**The problem:**
Using the records below, give the number of lines where the word "skyscraper" appears, with no further output.

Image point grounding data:

+---+

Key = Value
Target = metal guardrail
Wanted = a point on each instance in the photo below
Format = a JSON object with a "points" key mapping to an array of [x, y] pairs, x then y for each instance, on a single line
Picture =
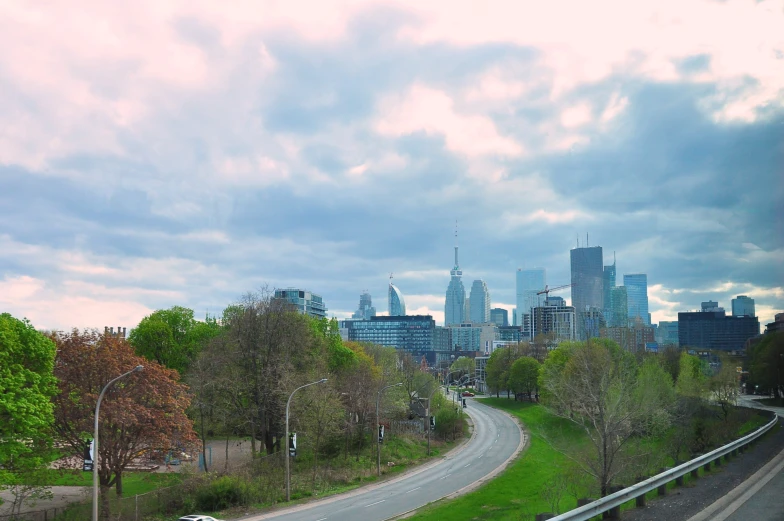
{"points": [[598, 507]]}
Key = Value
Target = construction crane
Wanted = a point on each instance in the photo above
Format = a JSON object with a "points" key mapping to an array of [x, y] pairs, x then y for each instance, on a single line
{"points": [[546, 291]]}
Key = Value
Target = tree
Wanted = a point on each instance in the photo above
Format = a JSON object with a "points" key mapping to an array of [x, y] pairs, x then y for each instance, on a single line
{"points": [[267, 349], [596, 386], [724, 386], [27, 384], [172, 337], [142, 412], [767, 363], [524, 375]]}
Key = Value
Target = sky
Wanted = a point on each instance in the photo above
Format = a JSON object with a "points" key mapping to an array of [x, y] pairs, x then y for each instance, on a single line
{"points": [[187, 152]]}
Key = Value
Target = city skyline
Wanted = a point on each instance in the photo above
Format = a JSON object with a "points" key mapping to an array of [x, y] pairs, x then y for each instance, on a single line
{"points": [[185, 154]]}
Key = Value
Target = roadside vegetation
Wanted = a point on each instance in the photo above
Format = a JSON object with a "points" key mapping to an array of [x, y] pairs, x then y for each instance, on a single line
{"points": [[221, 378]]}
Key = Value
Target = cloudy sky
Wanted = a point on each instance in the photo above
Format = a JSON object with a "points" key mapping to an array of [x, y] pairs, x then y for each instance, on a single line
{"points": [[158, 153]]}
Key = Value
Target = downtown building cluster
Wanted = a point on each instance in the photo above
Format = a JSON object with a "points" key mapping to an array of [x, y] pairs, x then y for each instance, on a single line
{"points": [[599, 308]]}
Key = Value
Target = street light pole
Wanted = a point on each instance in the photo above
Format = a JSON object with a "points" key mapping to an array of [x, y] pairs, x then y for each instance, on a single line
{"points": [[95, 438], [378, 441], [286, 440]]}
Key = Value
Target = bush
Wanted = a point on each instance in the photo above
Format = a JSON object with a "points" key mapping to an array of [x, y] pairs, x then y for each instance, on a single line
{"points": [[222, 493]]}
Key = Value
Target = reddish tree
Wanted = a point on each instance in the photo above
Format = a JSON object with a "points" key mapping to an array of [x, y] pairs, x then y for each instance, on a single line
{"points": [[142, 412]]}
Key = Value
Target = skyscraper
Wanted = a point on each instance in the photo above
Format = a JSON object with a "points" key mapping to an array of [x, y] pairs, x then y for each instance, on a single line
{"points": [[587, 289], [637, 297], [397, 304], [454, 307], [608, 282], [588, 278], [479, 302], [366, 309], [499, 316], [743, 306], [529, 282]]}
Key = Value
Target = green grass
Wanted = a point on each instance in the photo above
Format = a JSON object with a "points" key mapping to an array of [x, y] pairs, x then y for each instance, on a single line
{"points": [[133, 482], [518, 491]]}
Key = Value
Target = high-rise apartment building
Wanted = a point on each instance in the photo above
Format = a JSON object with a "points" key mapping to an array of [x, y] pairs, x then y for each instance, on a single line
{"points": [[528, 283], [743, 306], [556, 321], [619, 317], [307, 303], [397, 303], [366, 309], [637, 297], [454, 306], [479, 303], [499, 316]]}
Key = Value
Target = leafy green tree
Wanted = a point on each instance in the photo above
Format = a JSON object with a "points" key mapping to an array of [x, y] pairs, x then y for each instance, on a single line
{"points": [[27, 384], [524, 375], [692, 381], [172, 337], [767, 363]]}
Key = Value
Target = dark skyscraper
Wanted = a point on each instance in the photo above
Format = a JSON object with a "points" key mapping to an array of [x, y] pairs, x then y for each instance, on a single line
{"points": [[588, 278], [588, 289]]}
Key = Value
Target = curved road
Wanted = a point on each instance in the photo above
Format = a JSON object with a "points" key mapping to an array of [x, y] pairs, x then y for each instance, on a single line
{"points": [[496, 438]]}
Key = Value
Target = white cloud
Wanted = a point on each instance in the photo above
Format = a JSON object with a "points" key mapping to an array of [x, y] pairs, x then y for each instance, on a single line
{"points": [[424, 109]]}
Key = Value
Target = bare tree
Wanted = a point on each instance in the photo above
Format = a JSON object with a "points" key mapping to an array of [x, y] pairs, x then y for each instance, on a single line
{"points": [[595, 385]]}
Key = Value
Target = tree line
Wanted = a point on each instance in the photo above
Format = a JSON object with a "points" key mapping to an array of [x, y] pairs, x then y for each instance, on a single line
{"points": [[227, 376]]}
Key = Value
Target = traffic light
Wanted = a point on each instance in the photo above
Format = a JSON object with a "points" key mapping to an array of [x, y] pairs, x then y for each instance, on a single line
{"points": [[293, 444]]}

+---+

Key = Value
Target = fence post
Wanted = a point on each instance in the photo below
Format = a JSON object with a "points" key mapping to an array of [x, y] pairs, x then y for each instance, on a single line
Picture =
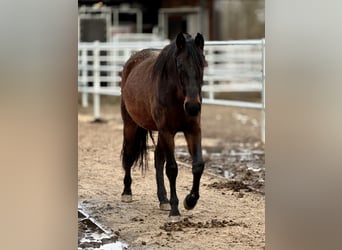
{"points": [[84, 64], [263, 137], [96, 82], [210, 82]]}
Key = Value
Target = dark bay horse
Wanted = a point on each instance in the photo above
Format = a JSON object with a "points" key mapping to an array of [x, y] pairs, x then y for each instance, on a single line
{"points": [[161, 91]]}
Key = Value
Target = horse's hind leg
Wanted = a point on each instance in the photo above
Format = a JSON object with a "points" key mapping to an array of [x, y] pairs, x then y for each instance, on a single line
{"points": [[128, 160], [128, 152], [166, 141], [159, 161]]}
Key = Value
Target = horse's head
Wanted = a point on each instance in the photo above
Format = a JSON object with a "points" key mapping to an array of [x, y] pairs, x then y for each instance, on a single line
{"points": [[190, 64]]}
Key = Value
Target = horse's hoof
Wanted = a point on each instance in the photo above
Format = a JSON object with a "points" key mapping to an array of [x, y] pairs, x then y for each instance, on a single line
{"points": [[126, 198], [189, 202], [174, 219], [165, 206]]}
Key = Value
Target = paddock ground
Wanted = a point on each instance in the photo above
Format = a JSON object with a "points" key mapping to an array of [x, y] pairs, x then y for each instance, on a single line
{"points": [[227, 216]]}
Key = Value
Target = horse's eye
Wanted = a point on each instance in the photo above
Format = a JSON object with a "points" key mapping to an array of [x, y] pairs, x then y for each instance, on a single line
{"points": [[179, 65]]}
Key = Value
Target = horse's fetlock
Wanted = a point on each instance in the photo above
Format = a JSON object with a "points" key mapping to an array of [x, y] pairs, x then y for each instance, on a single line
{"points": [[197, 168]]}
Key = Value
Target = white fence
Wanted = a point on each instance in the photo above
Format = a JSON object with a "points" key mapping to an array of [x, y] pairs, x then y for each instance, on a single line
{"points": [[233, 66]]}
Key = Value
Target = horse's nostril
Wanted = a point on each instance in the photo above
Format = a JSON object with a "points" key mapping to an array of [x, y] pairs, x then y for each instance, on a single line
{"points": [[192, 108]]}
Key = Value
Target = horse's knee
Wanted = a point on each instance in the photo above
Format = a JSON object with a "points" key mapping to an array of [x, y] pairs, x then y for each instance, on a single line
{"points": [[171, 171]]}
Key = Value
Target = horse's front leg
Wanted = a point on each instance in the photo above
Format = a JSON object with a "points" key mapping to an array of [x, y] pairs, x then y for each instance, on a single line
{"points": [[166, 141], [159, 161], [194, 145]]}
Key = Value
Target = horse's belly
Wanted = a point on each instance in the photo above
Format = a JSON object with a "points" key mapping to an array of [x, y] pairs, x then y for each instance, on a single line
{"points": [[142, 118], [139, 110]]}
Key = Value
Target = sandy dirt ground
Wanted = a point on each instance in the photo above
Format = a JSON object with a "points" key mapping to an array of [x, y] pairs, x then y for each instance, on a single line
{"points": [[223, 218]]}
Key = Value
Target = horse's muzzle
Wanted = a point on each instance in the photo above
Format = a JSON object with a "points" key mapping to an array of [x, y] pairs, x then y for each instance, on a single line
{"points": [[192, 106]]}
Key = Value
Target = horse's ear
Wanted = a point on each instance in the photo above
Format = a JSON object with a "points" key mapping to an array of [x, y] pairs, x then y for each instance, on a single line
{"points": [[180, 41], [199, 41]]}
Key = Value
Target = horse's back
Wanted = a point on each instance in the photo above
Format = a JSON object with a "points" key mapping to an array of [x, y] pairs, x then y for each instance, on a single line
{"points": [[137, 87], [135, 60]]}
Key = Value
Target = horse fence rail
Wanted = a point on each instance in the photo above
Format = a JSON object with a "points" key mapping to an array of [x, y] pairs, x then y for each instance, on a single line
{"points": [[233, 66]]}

+---+

**Your response:**
2